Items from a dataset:
=-=-=
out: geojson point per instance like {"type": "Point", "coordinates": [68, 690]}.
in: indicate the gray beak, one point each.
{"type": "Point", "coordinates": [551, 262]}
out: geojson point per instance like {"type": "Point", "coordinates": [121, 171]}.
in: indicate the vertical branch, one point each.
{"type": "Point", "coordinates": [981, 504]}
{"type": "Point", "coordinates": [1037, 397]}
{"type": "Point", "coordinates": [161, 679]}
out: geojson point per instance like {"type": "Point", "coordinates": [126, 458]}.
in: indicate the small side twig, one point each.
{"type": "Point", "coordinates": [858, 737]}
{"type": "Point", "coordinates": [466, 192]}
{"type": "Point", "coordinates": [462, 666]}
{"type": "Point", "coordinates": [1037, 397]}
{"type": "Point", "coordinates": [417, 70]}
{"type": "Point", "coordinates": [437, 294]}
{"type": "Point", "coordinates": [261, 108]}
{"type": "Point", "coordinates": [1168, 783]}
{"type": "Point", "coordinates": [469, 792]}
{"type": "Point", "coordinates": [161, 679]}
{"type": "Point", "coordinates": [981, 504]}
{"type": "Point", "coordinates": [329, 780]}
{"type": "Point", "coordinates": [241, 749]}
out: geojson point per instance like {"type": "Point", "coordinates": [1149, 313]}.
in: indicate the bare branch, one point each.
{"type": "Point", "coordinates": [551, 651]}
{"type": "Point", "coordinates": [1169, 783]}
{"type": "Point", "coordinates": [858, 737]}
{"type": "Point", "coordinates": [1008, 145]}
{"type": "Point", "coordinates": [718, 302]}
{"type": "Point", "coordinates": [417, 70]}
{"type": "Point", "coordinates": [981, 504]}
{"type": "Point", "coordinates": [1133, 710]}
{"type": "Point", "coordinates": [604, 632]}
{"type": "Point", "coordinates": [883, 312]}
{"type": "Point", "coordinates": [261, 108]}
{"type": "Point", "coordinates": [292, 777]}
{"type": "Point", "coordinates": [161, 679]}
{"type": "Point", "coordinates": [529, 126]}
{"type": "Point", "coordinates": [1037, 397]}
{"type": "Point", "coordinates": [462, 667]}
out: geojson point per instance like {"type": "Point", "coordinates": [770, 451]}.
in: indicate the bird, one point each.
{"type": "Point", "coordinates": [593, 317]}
=-=-=
- _AIM OF THE TASK_
Copy every one of these rows exactly as they appear.

- _SOLUTION FOR THIS EXERCISE_
out: geojson point per instance like {"type": "Point", "coordinates": [68, 690]}.
in: indicate the gray beak, one point each.
{"type": "Point", "coordinates": [551, 262]}
out: geojson point per instance like {"type": "Point", "coordinates": [121, 171]}.
in: indicate the vertical branch, one point each.
{"type": "Point", "coordinates": [981, 504]}
{"type": "Point", "coordinates": [1037, 397]}
{"type": "Point", "coordinates": [161, 679]}
out: geojson point per instance like {"type": "Point", "coordinates": [126, 458]}.
in: indicate the small side twig, one point each.
{"type": "Point", "coordinates": [858, 737]}
{"type": "Point", "coordinates": [466, 192]}
{"type": "Point", "coordinates": [462, 666]}
{"type": "Point", "coordinates": [1037, 397]}
{"type": "Point", "coordinates": [417, 70]}
{"type": "Point", "coordinates": [437, 294]}
{"type": "Point", "coordinates": [261, 108]}
{"type": "Point", "coordinates": [1168, 783]}
{"type": "Point", "coordinates": [469, 792]}
{"type": "Point", "coordinates": [161, 679]}
{"type": "Point", "coordinates": [981, 504]}
{"type": "Point", "coordinates": [329, 780]}
{"type": "Point", "coordinates": [241, 749]}
out: geojson point per instance like {"type": "Point", "coordinates": [1149, 313]}.
in: indicate the bare branch, one point each.
{"type": "Point", "coordinates": [551, 651]}
{"type": "Point", "coordinates": [1169, 783]}
{"type": "Point", "coordinates": [858, 737]}
{"type": "Point", "coordinates": [1008, 145]}
{"type": "Point", "coordinates": [718, 302]}
{"type": "Point", "coordinates": [417, 70]}
{"type": "Point", "coordinates": [981, 504]}
{"type": "Point", "coordinates": [1133, 710]}
{"type": "Point", "coordinates": [604, 632]}
{"type": "Point", "coordinates": [883, 312]}
{"type": "Point", "coordinates": [261, 108]}
{"type": "Point", "coordinates": [292, 777]}
{"type": "Point", "coordinates": [161, 679]}
{"type": "Point", "coordinates": [529, 126]}
{"type": "Point", "coordinates": [1037, 397]}
{"type": "Point", "coordinates": [462, 667]}
out: geojson point per instance like {"type": "Point", "coordinates": [770, 451]}.
in: indicate the bird, one point each.
{"type": "Point", "coordinates": [593, 317]}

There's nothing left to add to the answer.